__INPUT DATA__:
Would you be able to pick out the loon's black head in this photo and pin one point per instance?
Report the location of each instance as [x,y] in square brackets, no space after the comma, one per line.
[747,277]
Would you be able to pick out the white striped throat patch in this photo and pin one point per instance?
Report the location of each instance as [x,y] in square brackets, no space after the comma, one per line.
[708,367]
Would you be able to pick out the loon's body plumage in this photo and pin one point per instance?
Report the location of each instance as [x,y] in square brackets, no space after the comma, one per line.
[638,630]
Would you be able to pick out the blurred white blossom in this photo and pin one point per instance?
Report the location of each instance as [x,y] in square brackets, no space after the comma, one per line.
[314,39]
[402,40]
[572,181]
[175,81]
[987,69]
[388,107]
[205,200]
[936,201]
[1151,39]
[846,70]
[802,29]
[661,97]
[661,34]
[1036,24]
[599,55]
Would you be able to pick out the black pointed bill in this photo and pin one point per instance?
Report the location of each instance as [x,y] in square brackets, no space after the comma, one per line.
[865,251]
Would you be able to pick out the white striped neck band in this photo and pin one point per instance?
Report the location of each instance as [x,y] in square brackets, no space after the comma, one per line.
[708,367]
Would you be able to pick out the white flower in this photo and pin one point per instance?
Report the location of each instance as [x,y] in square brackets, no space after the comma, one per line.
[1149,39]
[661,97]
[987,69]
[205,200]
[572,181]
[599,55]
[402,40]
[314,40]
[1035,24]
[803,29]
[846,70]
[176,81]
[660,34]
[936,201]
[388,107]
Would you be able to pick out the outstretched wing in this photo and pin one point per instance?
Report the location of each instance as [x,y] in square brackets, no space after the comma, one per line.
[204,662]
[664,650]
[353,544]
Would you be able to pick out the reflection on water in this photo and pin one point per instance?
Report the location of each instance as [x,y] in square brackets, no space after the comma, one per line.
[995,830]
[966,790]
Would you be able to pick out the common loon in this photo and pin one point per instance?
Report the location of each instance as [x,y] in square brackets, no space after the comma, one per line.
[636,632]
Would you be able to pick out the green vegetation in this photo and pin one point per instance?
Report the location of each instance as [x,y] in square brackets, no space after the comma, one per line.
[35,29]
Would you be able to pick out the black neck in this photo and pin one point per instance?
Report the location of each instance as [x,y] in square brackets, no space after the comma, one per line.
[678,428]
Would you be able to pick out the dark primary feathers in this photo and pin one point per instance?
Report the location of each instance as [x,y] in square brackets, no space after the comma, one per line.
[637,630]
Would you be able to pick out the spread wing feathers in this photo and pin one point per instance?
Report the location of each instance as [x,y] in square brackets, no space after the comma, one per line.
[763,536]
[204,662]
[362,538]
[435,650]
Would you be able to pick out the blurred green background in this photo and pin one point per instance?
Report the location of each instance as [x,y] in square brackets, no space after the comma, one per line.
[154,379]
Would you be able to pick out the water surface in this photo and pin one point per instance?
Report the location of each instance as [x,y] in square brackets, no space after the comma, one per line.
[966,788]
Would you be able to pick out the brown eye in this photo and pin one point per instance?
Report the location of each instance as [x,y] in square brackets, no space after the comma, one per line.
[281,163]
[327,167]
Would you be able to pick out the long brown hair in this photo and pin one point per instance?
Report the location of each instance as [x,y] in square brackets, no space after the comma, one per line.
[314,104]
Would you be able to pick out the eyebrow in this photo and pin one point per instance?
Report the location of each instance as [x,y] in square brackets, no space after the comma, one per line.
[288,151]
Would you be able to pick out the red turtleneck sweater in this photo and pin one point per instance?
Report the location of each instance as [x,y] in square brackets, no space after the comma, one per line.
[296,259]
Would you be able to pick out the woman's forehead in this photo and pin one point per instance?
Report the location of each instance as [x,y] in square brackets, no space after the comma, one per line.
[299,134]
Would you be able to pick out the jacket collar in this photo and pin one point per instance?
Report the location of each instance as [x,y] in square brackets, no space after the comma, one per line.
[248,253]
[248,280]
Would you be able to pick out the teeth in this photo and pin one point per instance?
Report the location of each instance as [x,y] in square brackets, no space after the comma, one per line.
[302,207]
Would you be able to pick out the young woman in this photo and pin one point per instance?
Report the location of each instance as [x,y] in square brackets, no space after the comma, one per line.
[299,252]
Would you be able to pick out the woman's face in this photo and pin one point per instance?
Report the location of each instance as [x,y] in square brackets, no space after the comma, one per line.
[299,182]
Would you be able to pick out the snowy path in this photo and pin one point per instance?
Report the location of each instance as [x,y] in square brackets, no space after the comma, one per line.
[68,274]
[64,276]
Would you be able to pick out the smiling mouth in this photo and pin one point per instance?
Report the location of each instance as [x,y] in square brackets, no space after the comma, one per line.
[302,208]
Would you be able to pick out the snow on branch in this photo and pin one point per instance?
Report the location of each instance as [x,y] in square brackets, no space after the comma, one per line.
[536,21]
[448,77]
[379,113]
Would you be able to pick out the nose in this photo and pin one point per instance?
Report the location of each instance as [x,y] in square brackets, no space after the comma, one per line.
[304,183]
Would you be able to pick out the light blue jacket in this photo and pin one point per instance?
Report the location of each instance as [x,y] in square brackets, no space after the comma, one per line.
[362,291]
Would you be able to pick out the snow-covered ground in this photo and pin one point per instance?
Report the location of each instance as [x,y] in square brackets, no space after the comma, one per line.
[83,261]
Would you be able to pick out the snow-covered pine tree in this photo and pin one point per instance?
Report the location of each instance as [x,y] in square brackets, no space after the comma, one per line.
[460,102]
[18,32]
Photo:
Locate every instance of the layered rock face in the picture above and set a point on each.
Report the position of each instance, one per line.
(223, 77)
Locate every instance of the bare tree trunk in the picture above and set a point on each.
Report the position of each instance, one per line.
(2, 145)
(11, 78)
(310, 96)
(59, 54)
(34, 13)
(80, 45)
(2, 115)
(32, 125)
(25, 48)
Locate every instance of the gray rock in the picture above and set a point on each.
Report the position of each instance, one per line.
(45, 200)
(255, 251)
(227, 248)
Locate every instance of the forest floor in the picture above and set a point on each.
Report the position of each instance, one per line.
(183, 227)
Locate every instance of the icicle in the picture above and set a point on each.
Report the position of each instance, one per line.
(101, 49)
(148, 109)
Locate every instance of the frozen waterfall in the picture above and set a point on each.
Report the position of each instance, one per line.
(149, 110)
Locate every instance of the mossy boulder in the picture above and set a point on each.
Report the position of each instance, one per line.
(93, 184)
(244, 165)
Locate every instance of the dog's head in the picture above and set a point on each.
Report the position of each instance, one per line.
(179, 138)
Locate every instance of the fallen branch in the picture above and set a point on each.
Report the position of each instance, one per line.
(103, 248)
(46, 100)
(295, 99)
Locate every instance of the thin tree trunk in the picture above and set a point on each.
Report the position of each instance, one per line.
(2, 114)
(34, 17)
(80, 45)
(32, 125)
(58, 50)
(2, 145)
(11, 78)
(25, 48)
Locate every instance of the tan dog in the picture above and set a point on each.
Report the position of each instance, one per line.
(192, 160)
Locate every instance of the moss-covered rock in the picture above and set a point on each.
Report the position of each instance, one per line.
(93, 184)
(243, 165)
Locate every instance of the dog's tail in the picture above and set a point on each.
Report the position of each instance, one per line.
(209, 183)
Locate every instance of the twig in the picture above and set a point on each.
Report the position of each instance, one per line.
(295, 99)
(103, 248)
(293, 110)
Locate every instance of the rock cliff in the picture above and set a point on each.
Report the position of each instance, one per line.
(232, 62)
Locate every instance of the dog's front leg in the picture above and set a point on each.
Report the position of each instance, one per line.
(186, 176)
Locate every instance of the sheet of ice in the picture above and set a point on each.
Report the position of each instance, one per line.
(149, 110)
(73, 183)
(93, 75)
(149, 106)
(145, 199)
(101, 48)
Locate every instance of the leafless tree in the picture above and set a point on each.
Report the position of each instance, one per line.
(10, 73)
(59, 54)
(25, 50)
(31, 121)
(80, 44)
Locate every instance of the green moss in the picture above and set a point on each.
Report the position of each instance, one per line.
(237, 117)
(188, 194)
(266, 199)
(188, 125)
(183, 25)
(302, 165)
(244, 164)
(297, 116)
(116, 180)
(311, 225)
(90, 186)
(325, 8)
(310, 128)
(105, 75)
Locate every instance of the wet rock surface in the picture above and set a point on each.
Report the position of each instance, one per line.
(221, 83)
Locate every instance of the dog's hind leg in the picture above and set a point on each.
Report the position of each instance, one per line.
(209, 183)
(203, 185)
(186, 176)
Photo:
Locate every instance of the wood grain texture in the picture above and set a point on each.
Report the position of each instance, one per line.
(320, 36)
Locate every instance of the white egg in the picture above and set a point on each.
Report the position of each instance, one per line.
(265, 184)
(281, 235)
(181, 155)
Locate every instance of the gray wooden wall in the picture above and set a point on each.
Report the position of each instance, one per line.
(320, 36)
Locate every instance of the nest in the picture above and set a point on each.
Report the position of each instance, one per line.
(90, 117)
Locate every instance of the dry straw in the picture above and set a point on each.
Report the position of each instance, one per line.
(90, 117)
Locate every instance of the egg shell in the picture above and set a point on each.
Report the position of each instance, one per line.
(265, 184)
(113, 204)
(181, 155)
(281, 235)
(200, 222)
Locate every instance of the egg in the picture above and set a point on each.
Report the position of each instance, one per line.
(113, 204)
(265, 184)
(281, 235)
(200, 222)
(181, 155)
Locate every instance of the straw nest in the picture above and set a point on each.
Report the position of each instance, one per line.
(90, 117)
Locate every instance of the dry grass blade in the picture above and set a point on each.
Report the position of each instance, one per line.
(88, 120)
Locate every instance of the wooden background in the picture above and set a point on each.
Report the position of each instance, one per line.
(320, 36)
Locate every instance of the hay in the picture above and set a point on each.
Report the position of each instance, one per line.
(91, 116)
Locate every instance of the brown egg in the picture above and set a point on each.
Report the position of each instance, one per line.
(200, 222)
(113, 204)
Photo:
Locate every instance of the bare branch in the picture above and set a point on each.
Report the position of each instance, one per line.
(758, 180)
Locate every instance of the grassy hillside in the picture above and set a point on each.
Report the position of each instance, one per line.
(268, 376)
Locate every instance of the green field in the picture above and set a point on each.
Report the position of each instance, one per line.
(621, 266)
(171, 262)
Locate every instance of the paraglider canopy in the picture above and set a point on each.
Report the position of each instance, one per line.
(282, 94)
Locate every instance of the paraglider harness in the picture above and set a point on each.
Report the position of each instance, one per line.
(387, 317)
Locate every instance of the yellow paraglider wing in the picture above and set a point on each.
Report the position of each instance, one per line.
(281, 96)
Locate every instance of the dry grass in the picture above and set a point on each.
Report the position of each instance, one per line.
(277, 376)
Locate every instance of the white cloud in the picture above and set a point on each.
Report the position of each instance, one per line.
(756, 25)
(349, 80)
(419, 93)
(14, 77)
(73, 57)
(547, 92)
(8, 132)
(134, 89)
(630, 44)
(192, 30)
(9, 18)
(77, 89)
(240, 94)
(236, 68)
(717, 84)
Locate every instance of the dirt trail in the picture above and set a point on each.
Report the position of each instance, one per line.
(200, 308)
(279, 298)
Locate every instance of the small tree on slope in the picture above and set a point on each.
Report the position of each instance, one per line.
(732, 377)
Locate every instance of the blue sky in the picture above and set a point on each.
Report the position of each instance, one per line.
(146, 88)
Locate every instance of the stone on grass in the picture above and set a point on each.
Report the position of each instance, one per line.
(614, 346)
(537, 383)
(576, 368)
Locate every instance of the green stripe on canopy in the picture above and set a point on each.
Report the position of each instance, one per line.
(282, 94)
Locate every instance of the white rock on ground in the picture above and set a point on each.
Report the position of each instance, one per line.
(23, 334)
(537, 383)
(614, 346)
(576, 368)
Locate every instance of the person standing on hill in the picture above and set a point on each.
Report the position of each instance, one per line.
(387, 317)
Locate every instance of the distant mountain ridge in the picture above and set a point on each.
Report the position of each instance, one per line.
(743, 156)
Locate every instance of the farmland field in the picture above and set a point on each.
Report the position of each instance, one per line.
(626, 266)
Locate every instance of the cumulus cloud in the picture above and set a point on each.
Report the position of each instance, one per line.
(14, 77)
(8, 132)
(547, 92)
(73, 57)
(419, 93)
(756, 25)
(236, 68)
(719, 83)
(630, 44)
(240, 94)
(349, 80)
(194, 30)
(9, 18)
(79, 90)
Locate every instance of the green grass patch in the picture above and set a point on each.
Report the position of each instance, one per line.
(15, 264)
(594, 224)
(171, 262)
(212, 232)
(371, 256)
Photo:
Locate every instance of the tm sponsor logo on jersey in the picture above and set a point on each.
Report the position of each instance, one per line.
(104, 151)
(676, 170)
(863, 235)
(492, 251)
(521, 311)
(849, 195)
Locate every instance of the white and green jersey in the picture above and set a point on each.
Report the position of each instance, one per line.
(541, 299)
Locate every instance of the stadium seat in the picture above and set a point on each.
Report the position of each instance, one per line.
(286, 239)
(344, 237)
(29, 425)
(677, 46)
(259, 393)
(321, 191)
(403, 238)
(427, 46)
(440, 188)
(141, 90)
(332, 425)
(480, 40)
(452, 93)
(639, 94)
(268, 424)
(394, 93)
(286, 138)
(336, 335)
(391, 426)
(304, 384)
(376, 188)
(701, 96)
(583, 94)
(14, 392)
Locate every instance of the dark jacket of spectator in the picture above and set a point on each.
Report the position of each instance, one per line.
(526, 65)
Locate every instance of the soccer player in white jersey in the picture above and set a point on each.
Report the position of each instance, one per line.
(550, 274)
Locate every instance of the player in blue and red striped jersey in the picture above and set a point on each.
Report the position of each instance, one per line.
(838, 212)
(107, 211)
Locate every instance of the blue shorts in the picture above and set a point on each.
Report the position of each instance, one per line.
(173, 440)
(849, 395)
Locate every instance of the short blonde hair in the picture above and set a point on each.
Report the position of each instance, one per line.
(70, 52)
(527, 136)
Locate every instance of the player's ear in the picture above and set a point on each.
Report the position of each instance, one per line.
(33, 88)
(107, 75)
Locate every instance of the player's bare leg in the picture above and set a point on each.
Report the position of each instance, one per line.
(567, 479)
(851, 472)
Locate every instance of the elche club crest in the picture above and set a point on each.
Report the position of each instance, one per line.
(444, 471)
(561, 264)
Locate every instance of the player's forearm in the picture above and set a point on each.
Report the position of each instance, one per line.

__WHAT IS REQUIRED__: Could you count how many lines of the listing above contain the word "surface" and give only that number?

__ANSWER FOR THE TASK__: 2